#### Aim of the exercise:
Every entry below should be transcribed exactly; pictures stay out of the copy.

[Coordinate annotation records]
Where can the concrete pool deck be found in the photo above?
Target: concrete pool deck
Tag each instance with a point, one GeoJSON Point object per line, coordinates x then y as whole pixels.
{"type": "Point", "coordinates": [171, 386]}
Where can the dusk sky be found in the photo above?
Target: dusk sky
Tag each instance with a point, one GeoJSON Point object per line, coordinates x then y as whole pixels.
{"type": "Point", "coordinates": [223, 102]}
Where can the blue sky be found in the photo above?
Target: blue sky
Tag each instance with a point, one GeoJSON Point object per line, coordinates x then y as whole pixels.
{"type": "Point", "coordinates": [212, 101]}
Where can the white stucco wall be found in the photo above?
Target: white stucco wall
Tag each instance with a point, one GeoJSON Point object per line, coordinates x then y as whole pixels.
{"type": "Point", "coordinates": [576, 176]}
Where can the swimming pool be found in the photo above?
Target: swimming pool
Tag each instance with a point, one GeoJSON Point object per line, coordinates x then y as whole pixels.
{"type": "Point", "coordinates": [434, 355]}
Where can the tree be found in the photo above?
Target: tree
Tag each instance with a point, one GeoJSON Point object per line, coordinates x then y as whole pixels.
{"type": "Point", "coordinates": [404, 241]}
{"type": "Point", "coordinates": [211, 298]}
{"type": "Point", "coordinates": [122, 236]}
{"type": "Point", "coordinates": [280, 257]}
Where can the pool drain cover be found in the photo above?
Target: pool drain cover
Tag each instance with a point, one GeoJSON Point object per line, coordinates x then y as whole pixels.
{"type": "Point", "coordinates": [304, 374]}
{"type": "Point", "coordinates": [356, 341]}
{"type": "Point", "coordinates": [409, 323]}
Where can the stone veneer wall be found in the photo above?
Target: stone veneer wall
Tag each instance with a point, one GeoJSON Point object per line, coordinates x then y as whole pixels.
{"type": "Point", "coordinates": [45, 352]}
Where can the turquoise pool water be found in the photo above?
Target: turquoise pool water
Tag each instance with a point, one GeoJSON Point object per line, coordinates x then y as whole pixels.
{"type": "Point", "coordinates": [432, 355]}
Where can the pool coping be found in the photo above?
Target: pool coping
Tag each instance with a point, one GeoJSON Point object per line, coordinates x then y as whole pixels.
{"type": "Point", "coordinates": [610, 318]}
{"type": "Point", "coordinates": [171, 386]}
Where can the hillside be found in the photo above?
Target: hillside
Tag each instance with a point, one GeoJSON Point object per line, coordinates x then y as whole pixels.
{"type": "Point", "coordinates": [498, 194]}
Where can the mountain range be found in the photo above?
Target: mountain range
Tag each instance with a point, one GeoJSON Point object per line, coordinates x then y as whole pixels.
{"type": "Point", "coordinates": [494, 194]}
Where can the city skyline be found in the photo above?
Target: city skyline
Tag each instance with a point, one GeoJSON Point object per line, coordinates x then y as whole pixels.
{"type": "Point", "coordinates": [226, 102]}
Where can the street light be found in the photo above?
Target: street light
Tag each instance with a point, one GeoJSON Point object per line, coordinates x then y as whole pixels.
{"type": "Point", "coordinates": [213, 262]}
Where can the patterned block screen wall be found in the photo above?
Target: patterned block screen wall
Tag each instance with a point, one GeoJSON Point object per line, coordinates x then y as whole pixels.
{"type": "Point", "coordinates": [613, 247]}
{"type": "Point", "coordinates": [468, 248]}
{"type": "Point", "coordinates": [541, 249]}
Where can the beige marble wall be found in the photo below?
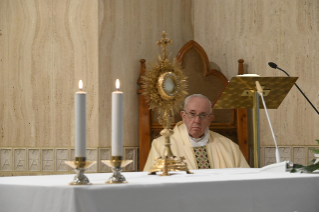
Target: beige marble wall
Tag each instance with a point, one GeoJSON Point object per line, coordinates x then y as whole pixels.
{"type": "Point", "coordinates": [128, 31]}
{"type": "Point", "coordinates": [47, 46]}
{"type": "Point", "coordinates": [281, 31]}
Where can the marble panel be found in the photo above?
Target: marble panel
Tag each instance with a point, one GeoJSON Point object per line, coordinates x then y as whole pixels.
{"type": "Point", "coordinates": [92, 155]}
{"type": "Point", "coordinates": [130, 153]}
{"type": "Point", "coordinates": [20, 159]}
{"type": "Point", "coordinates": [299, 155]}
{"type": "Point", "coordinates": [270, 154]}
{"type": "Point", "coordinates": [61, 156]}
{"type": "Point", "coordinates": [105, 154]}
{"type": "Point", "coordinates": [251, 156]}
{"type": "Point", "coordinates": [6, 159]}
{"type": "Point", "coordinates": [47, 160]}
{"type": "Point", "coordinates": [34, 160]}
{"type": "Point", "coordinates": [310, 153]}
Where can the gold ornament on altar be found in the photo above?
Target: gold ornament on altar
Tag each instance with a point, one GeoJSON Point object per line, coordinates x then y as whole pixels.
{"type": "Point", "coordinates": [164, 87]}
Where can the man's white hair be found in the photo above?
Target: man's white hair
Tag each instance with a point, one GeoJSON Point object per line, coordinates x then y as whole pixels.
{"type": "Point", "coordinates": [199, 96]}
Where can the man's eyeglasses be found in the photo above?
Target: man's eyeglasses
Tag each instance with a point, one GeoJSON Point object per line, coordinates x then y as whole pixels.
{"type": "Point", "coordinates": [201, 116]}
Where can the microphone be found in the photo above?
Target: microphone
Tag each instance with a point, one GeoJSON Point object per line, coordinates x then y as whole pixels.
{"type": "Point", "coordinates": [274, 65]}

#### Expected answer:
Where can the concrete pool deck be found in the photo above?
Target: concrete pool deck
Tag each instance with a point, one GeoJSON Point object per line, coordinates x then y as whole pixels.
{"type": "Point", "coordinates": [171, 386]}
Where can the dusk sky be found in the photo above?
Target: dusk sky
Tag each instance with a point, one GeoJSON Point object per line, coordinates x then y as whole pixels.
{"type": "Point", "coordinates": [223, 102]}
Where can the blue sky be found in the photo above?
Target: blue sky
Tag each instance with a point, one GeoJSON Point object per line, coordinates x then y as whole pixels.
{"type": "Point", "coordinates": [212, 101]}
Where can the white stucco wall be found in the photo above?
Target: white stucco wall
Tag each instance with a point, one GeoJSON Point object per line, coordinates x then y as whole pixels.
{"type": "Point", "coordinates": [576, 176]}
Where can the swimming pool be found in the photo above?
Target: swimming pool
Tag each instance with a point, one GeoJSON Point object per line, coordinates x then y as whole pixels.
{"type": "Point", "coordinates": [434, 355]}
Where can the tree be found in the photo above?
Target: tree
Tag each instance with a point, one GeoJSON Point object per line, coordinates x then y as whole pixels.
{"type": "Point", "coordinates": [404, 241]}
{"type": "Point", "coordinates": [211, 298]}
{"type": "Point", "coordinates": [122, 236]}
{"type": "Point", "coordinates": [280, 257]}
Where can the pool drain cover be found in the photo above?
Target: pool drain cover
Tag each instance with a point, one GeoJSON Point object per line, coordinates x then y as whole pixels.
{"type": "Point", "coordinates": [304, 374]}
{"type": "Point", "coordinates": [356, 341]}
{"type": "Point", "coordinates": [409, 323]}
Where can the stone veneer wall be found in the photo above?
Target: stone veneer wall
Tag each instance with a point, one GeoJSON Point object per line, coordinates x then y as whole pixels.
{"type": "Point", "coordinates": [45, 352]}
Where can the turquoise pool water be found in the photo above?
Target: turquoise pool water
Tag each instance with a point, one GeoJSON Point object per line, coordinates x then y as whole pixels.
{"type": "Point", "coordinates": [432, 355]}
Where can the pool coping be found in the photo above?
Target: pool coping
Tag each instance with a point, one GeoJSON Point object per line, coordinates x then y as whole pixels.
{"type": "Point", "coordinates": [610, 318]}
{"type": "Point", "coordinates": [171, 386]}
Where can the hillside be found in the photo above?
Target: hillside
Tag each instance with a point, one GeoJSON Point object per line, coordinates x then y as whole pixels.
{"type": "Point", "coordinates": [498, 194]}
Where can the mountain range be found in the photo above?
Target: mountain range
Tag each instance with a point, one GeoJSON Point object per line, coordinates x then y as whole pixels.
{"type": "Point", "coordinates": [494, 194]}
Where can the city skyline be found in the photo above?
Target: city skyline
Tag each instance with a point, one GeoJSON Point object per line, coordinates x then y as whole pixels.
{"type": "Point", "coordinates": [226, 102]}
Where can the street light be found in the photo above?
Target: street light
Tag each instance with a point, one GeoJSON Point object per line, coordinates x then y as whole pixels.
{"type": "Point", "coordinates": [213, 262]}
Where can the patterned block screen wall be found in the photo above?
Target: patterned block screen wall
Tag each instance with a point, one GeoJSON Point object per line, coordinates x then y as whole pixels.
{"type": "Point", "coordinates": [613, 247]}
{"type": "Point", "coordinates": [468, 248]}
{"type": "Point", "coordinates": [541, 249]}
Where can the beige marble wall be found in the photo below?
Target: beige marble wall
Tag each instance with a point, one GeoJSON Point object per line, coordinates x then y as whole pixels.
{"type": "Point", "coordinates": [128, 31]}
{"type": "Point", "coordinates": [47, 46]}
{"type": "Point", "coordinates": [281, 31]}
Where can the marble panel be found in the photo above?
Target: marble panel
Tag each instance with a point, one GeoJSON Point object per line, coordinates x then y as whole pixels.
{"type": "Point", "coordinates": [92, 155]}
{"type": "Point", "coordinates": [130, 153]}
{"type": "Point", "coordinates": [20, 159]}
{"type": "Point", "coordinates": [299, 155]}
{"type": "Point", "coordinates": [270, 154]}
{"type": "Point", "coordinates": [61, 156]}
{"type": "Point", "coordinates": [105, 154]}
{"type": "Point", "coordinates": [251, 156]}
{"type": "Point", "coordinates": [6, 159]}
{"type": "Point", "coordinates": [47, 160]}
{"type": "Point", "coordinates": [34, 160]}
{"type": "Point", "coordinates": [310, 153]}
Where can the gold ornament on altar be found in the photo above?
Target: gold ornament on altar
Tag each instance with a point, one GeoJSON Point object per line, coordinates x then y as whole pixels.
{"type": "Point", "coordinates": [164, 87]}
Where can the man's white hair be found in the photo above?
Target: man's white hair
Tag each instance with a point, one GeoJSON Point object per line, coordinates x then y as whole pixels.
{"type": "Point", "coordinates": [199, 96]}
Where can the man's eyeglasses be found in the photo above?
Target: man's eyeglasses
Tag each instance with a point, one GeoJSON Point object per line, coordinates x then y as whole pixels.
{"type": "Point", "coordinates": [201, 116]}
Where can the microphone be found in the photo above?
Target: microphone
Tag each instance with a point, one GeoJSON Point object per line, coordinates x then y as whole pixels.
{"type": "Point", "coordinates": [274, 65]}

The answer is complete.